=== Data entries ===

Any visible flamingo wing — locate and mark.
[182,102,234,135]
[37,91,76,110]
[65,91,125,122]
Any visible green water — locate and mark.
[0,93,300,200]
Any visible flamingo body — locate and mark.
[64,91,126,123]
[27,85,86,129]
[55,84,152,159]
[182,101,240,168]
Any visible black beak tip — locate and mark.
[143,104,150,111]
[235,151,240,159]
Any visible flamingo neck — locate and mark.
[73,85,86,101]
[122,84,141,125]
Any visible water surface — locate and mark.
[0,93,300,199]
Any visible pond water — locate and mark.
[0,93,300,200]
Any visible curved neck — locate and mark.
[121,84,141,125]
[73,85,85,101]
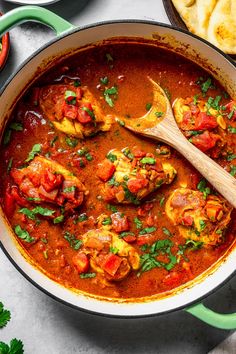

===

Task instructions -> Reproduce every row of the dataset excerpt above verbatim, omitting the pictures.

Response to the exercise ->
Any visible flamingo wing — locate and mark.
[182,102,234,135]
[37,91,76,110]
[65,91,125,122]
Any visible green water — locate and mark.
[0,93,300,200]
Any visible flamingo body — locate and mark.
[64,91,126,123]
[27,85,86,129]
[55,84,152,159]
[182,101,240,168]
Any visible black beak tip — locate and mark.
[143,104,150,111]
[235,151,240,159]
Any visible flamingo neck — locate and mark.
[73,85,86,101]
[122,84,141,125]
Any visible water surface — locate and mark.
[0,93,300,199]
Any visible pond water — locate and mark.
[0,93,300,200]
Any visible curved neck — locate and mark.
[121,84,141,125]
[73,85,85,101]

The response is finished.